[TO DO] With the pictures set aside, write out all of the data exactly as it stands.
[Opening EXERCISE MATERIALS section]
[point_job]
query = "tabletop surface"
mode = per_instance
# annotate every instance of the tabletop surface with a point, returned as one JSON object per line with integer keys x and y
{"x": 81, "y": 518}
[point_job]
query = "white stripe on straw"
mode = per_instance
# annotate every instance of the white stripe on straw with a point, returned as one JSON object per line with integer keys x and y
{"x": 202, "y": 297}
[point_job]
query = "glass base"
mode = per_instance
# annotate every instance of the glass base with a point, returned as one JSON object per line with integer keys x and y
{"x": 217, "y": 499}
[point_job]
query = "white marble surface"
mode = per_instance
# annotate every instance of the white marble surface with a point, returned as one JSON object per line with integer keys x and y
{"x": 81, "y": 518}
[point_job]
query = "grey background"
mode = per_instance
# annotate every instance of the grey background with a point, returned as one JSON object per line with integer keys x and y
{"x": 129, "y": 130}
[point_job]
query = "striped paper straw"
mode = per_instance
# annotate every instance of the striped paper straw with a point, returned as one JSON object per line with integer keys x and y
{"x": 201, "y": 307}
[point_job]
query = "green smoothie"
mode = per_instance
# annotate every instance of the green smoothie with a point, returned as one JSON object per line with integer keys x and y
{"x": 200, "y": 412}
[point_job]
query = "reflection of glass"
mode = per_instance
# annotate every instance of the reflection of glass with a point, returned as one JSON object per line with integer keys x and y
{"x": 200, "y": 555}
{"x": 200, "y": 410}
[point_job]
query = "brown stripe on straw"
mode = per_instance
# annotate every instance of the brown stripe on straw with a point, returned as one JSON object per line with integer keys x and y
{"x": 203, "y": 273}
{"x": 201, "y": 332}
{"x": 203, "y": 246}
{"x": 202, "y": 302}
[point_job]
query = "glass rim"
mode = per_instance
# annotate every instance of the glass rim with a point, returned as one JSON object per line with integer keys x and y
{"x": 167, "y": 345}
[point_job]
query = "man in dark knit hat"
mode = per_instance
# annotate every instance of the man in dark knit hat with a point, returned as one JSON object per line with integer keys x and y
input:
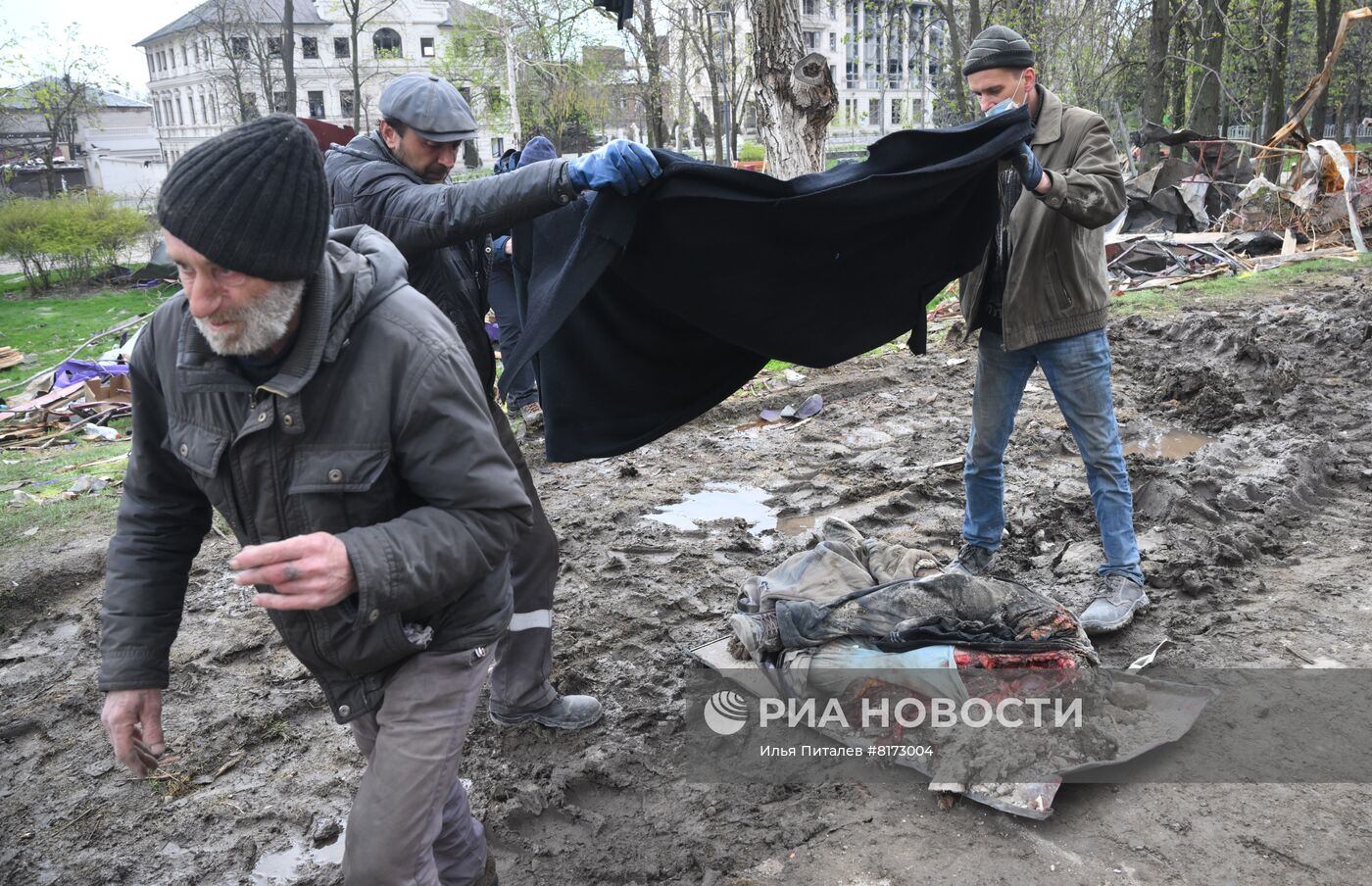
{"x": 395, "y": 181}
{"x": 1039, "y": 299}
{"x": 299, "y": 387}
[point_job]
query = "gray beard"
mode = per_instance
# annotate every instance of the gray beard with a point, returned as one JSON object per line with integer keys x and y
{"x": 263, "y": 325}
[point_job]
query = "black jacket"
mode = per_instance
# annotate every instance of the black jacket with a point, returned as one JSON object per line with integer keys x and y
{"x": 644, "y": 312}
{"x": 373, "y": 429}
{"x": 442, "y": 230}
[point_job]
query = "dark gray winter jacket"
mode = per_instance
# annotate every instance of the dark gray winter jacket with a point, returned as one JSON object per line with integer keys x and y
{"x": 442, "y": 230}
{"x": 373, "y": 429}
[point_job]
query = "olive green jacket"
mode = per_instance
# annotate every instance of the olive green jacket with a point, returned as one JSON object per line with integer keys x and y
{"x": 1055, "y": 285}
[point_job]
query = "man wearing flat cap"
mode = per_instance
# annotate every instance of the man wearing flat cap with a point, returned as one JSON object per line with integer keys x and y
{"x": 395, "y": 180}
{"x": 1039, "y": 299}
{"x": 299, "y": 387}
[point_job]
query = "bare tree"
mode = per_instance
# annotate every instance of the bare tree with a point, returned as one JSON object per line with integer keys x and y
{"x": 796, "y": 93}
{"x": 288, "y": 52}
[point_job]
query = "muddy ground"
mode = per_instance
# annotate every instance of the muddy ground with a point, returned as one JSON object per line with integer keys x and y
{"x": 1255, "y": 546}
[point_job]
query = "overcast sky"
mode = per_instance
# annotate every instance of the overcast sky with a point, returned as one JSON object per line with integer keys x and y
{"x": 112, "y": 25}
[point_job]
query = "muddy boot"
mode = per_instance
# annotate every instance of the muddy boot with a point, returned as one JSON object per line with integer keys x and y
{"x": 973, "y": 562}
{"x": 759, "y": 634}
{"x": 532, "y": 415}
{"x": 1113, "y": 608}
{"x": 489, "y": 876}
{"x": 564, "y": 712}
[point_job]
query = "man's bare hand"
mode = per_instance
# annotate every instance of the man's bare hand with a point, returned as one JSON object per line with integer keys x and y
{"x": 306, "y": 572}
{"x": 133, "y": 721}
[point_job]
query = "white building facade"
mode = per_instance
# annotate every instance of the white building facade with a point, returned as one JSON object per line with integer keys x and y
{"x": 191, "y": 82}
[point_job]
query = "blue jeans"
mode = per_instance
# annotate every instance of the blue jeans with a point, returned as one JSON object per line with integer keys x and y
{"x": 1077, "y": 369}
[Closing EXERCISE MATERIALS section]
[TASK RESULT]
[point_job]
query = "tabletop surface"
mode = per_instance
# annotate every instance of the tabletop surface with a point, returned as one JSON object per line with integer keys x and y
{"x": 81, "y": 518}
[point_job]
query = "white stripe on straw"
mode = per_instance
# annotate every instance of the white stripe on straw with a point, returned as one JSON object per line with integer keys x and y
{"x": 202, "y": 297}
[point_job]
query = "glass base"
mode = per_instance
# annotate every instance of the glass base with a point, returned as one JSON object per line with integer keys x and y
{"x": 217, "y": 499}
[point_job]
query = "white marble surface"
mode = per_instance
# annotate every instance of the white marble surface with a point, returned as one JSON object per line with integer keys x and y
{"x": 81, "y": 518}
[point_job]
query = "grey background"
mode = per_instance
# annotate every instance of the grey background with a point, returned as one JSON object per line with integer keys x and y
{"x": 129, "y": 130}
[point_job]
query = "striped paper straw"
mode = per_instance
# annotate every instance of the striped paper straw with a point, returned as one JSON object per line with integer keys x and y
{"x": 201, "y": 307}
[point_job]
query = "green smoothie"
mode = per_instance
# annotate every instance of the green smoothie with a point, returned as one JSON object per line with integer keys x and y
{"x": 200, "y": 412}
[point_job]
query = "reflection of glass"
mode = per_instance
# annotate every instance of the reflection of glass with a point, returned as one JSON object per line with integer keys x and y
{"x": 200, "y": 555}
{"x": 200, "y": 410}
[point_job]
query = "brown stripe on straw"
mode = per_instance
# annotate every instance of the brown stripe on straw with a point, returned as one JSON object per line with integer keys x and y
{"x": 203, "y": 273}
{"x": 201, "y": 332}
{"x": 203, "y": 246}
{"x": 202, "y": 302}
[point_job]
query = "glass rim"
mode = per_instance
# annotate every instance of the glass rim with a point, returned as one JSON object per line with integer keys x and y
{"x": 167, "y": 345}
[point_job]
query = "man in dark knit hat"
mode = per_instance
# annotate every instance of the man in dark knit hat with a point, returned as one JSON object per line with integer keys x and y
input:
{"x": 395, "y": 181}
{"x": 1039, "y": 299}
{"x": 299, "y": 387}
[point_job]
query = "gray beard"
mode = per_instance
# annotate every instance of the gray beard with a point, returned as one JSON object per line with integer keys x and y
{"x": 263, "y": 325}
[point_job]
query = "black jacket"
mode = per_instance
# annotate every instance of the black jacket with a point, returned as one JSON object per line with integer keys x and y
{"x": 644, "y": 312}
{"x": 373, "y": 429}
{"x": 442, "y": 230}
[point_job]
query = "dark gray winter jacket"
mode = per_instance
# annotate every instance of the dark gray winter jacket with a point, returned as one JSON object per line with integer keys x and y
{"x": 442, "y": 230}
{"x": 373, "y": 429}
[point_job]
query = "olive green jacket"
mode = per_instance
# annotate every instance of the olive green jacket with a point, returned as one JSON object per line with integer keys x and y
{"x": 1055, "y": 285}
[point_job]
query = "man wearing flat cap"
mode = per_instance
# annotate every instance of the man wearing flat cap with a point, returned as one JSON object per line with integer keys x and y
{"x": 395, "y": 180}
{"x": 1039, "y": 299}
{"x": 299, "y": 387}
[point_job]
query = "bare tree"
mode = per_instance
# annotate every instance of the bare tree with a point, returned as one JSON object per line with integer keys x and y
{"x": 796, "y": 93}
{"x": 288, "y": 52}
[point_job]
query = "muddy ground"
mode = per_instance
# annotate every instance of the muddy ground with a point, returned as one JSON object per line with integer keys x and y
{"x": 1255, "y": 546}
[point_job]
query = "overcast sky"
mode = per_instance
# annotate every instance of the overcast sky with a point, returned as one JSON object per line with integer keys x and y
{"x": 112, "y": 25}
[point_job]
query = "muddy boot"
mode = per_instance
# annotate every instance of the muddy boot with a point, returned as one JSON object per line with integer keys x and y
{"x": 973, "y": 562}
{"x": 759, "y": 634}
{"x": 532, "y": 415}
{"x": 1113, "y": 608}
{"x": 489, "y": 876}
{"x": 564, "y": 712}
[point_job]
query = "man's bare hand"
mode = per_instance
# annotate every instance of the man's bare hand with a point, returned as one JSON object per line with integer keys x and y
{"x": 306, "y": 572}
{"x": 133, "y": 721}
[point_job]
query = "white building facade"
mode = per_instance
# annotate every instance of the white building facade with a point, returned as one JSON object per line with integer keys x and y
{"x": 191, "y": 82}
[point_job]
query = "blue jeans"
mode = per_instance
# annotate every instance of the blue jeans with a point, returned as one JSON object per line with integer keys x and y
{"x": 1077, "y": 369}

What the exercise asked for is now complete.